DATA FOR REVIEW START

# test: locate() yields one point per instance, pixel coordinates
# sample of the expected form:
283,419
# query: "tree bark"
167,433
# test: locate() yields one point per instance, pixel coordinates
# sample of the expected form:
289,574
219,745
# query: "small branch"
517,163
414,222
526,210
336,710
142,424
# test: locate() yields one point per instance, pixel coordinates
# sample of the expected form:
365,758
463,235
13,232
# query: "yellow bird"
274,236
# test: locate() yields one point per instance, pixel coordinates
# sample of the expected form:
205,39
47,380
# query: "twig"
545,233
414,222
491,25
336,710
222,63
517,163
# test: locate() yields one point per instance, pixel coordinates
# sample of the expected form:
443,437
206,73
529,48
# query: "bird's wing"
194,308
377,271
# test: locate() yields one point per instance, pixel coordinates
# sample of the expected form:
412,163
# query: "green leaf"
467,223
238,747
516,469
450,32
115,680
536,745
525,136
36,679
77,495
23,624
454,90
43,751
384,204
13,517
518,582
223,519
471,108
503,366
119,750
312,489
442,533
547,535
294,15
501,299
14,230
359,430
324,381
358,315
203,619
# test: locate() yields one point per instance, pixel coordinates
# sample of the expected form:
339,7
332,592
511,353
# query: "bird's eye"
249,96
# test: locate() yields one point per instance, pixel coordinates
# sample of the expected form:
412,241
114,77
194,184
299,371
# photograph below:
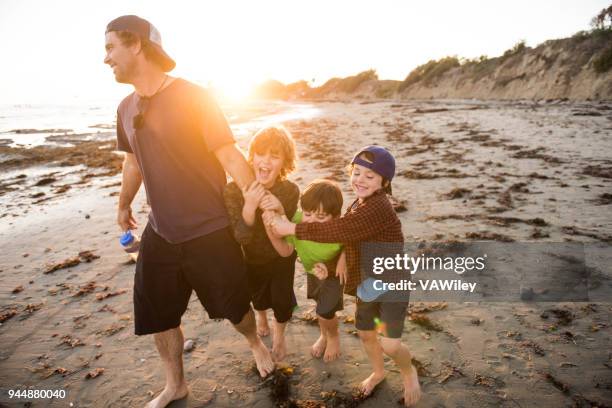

DATA FOR REVIEW END

Write out the data precisely as given, excluding the pictures.

# test: locate() yields one point per instance, pixel coordinates
# sample of the expected form:
283,419
# query: "tree bark"
167,433
# test: locate() yields one point per instance, pixel coordinates
# sample of the expected form:
289,574
219,745
# query: "small branch"
517,163
414,222
526,210
336,710
142,424
# test: locate() yields one point per instance, pixel coordinates
# sample of the expected form:
365,758
463,235
13,232
# query: "yellow bird"
274,236
# test: locate() yields one point per instance, pixel coordinates
# sample of the expected form:
205,39
47,380
# query: "twig"
545,233
414,222
491,25
336,710
222,63
517,163
# test: locate() yields one point per instance, pixel coordinates
# sample of the expected form:
443,437
206,73
529,48
# query: "bird's wing"
194,308
377,271
# test: locate() yields one point per instance, pixel coordinates
# sample of the expected form:
412,163
# query: "green leaf"
467,223
238,747
516,469
450,32
115,680
536,745
525,136
36,679
77,495
23,624
454,90
43,751
384,204
13,517
518,582
223,519
471,108
503,366
119,750
312,489
442,533
547,535
294,15
501,299
14,230
359,430
324,381
358,315
203,619
# test: locate() yields one point per instance, pixel coordinates
# sample of the expected form:
339,7
332,592
511,353
# query: "bird's eye"
249,96
# test: locate() yields one point per instance, pixel coordinates
# sample of the expected form:
412,241
114,77
194,184
299,371
# photograph below:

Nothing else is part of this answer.